Written exercise - Write out the full listing again, exactly as it stands.

Data provided -
## BEGIN

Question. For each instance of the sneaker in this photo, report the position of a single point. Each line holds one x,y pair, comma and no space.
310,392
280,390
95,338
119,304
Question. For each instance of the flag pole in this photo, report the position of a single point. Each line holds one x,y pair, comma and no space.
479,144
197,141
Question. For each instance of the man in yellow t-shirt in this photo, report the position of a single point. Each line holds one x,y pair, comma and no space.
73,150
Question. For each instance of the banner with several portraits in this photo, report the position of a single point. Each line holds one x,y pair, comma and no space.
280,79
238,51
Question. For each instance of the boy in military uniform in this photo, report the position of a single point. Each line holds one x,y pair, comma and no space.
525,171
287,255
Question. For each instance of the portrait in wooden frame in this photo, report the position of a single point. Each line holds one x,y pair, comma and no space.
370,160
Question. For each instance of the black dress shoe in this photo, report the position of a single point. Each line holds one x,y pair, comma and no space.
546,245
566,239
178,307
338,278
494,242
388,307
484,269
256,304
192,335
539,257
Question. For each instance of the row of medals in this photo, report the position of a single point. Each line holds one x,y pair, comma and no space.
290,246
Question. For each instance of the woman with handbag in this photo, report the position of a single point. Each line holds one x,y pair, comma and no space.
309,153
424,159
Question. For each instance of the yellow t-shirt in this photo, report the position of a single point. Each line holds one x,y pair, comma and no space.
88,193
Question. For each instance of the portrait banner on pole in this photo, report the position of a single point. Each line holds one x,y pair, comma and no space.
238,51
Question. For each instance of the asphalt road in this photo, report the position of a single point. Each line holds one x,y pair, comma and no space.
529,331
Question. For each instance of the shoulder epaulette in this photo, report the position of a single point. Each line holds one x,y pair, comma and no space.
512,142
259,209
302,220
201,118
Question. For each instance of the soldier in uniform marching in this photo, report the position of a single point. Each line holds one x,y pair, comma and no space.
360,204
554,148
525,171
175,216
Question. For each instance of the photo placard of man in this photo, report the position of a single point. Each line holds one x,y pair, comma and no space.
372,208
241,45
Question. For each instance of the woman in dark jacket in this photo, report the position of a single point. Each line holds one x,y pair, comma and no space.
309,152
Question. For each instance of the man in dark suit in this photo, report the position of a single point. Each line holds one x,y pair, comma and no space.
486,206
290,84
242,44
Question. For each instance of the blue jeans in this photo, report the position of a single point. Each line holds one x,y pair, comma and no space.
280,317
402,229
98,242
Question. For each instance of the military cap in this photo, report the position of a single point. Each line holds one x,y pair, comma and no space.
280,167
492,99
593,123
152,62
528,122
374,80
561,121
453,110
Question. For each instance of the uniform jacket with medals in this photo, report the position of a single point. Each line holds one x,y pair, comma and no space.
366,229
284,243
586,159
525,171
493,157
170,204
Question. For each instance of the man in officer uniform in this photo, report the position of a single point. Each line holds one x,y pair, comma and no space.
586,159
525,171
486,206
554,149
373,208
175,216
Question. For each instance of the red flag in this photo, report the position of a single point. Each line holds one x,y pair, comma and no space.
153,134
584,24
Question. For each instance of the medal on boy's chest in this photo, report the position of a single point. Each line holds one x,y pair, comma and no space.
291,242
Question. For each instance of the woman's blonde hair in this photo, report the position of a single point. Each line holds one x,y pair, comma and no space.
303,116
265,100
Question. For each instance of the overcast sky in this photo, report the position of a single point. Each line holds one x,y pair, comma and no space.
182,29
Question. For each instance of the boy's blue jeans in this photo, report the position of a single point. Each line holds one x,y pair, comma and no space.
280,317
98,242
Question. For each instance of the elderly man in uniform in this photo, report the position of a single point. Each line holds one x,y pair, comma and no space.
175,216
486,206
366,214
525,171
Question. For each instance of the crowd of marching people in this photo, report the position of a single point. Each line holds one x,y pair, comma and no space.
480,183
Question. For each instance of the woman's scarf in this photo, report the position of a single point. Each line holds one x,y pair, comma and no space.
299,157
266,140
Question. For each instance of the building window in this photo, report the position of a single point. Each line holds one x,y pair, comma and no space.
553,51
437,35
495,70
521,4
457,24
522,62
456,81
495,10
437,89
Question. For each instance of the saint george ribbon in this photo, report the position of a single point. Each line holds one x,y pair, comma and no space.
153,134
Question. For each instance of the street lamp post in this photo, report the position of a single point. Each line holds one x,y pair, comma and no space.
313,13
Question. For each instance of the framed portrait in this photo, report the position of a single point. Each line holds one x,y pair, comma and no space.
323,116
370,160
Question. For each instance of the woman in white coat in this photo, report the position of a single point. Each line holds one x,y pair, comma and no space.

## END

Response to this task -
Question. For each instance of the sneaker in this photo, report the position of a single point. Each line holds one x,y pair, comma and no space.
310,392
280,390
95,338
119,304
Question. For each instance of the flag pole in this photo, report the position of a single point. Each line holds one x,y pair, comma and no space.
479,144
197,141
Question. For each instance of the man in yellow t-shirt in this photo, report the position of a single point. Each line holds one x,y pair, comma and no space.
73,150
Question. For each instance of the banner with several portraits in this photo, report the position of a single point. Each line holds one x,y pair, comma and no space.
280,79
238,51
Question. For each instance of the boy in military uniform in this photo, report the position of a single point. Each line holds one x,y pair, comma and no space.
525,171
287,255
Question. For each instance of the portrait in wooden frame in this photo, report the position of a single point. Each line holds one x,y pair, comma and no space.
370,160
Question. For each instance of the black dress shoe in this photo, report the position of a single point. Each line holds one x,y pair, comma and no space.
546,245
566,239
178,307
338,278
494,242
388,307
484,269
256,304
192,335
539,257
Question. For each instance of the row of medals in this photo, report the position of a single point. Each line holds one x,y pair, comma and no space.
290,246
Question. For each instance of the woman with handbag in this photo, report the position of a single point. Each line holds one x,y pair, comma and no space.
309,153
424,159
Question. For each instance of the yellow t-shirt in this photo, report the position of a single point. Each line holds one x,y pair, comma and no space.
88,193
Question. For each instance of the portrait banner on pole in this photo, report the position of a single point. Each line holds one x,y pair, comma and no space.
238,51
Question. For each instance of the asphalt road in this photo, report the position of a single point. Each line holds one x,y pair, comma and no space.
529,331
Question. For each instance of the shoulder epaulette in this photo, report the position of a single point. Each line holds one x,y pair, comma and no space.
512,142
259,209
302,220
201,118
Question. For each instance of the soldier in uniform marching in this photo, report the position of a single point. Each line holds one x,y pair, comma and no space.
360,204
554,148
525,171
175,216
Question. For each instance of the photo placard of man in this photo, report the position of a single point. Each line holds one x,y pair, comma and no space.
372,208
241,45
Question. For each instance of the woman in dark jacket in this photo, report the position of a single point. Each line holds one x,y pair, comma and no space.
309,152
Question. For each instance of the man in dark suit in this photo, report the position of a single point. Each line holds one x,y pair, comma and no space.
486,206
290,84
242,44
Question. For each instance of the blue jeans in this photo, report the position of a single point. Each line holds one x,y pair, comma and no space.
280,317
402,229
98,242
Question. For each instance of the military cap in this photo, report the position of a single point. Each line holds one x,y pair, comma and no space.
280,167
492,99
593,123
152,62
528,122
374,80
561,121
453,110
Question. For each instance of the uniform jacket with medals in this photo, report the position of a single point. Each line holds one x,y pair, comma and no space.
366,229
284,243
586,159
525,171
493,157
170,204
Question. For each instance of the man in officer uniform in this photo, report the position of a single point. Each line holds one x,y pair, comma and no space.
586,159
525,171
486,206
554,149
373,208
175,216
Question. For each instance of the red flag in this photo, report the position of a single point. Each line holds one x,y pair, comma and no space.
153,134
584,24
Question. For each instance of the medal on boy's chest in this photo, report the position of a single point. Each line holds one x,y pair, comma and no space.
291,242
Question. For each instance of the woman's blonde hair in this photo, report the position of a single point. Each line holds one x,y pair, comma and no space.
303,116
265,100
Question. For each instance of the overcast sky in this photo, report the position of a single point. Each line holds one x,y pair, comma and no space.
182,29
Question. For each instance of the boy's blue jeans in this photo, report the position of a single point. Each line holds one x,y pair, comma and no space.
280,317
98,242
Question. For each instance of the elderly man in uniform in this photo, report the position of a single point. Each line holds one x,y pair, comma and no space.
175,216
486,206
366,214
525,171
Question. For each instance of the crowd of marching people in this photo, report the position of a single point. Each line holds one x,y pair, comma and no space.
480,183
Question. For each instance of the woman's scarf in this photo, report the position of a single point. Each line holds one x,y pair, comma and no space.
299,157
266,140
Question. For each instance of the building window in this photo, report the position of a single point. Each line holds one x,y pair, comma and no space.
553,51
437,35
495,70
521,4
457,24
522,62
456,81
495,10
437,89
Question. For each instance of the saint george ribbon in this photo, report the position of a single point. Each line holds one x,y pair, comma and no space.
153,134
Question. For each instance of the street lamp post in this photo, report the position of a single point. Each line holds one x,y pair, comma and no space.
313,13
Question. For each instance of the framed portrait in this photo, report the position of a single point. Each line holds one x,y pair, comma and no space.
323,116
370,160
Question. For each instance of the woman in white coat in this photo, report the position of a single point. Each line holds one x,y pair, comma and no space.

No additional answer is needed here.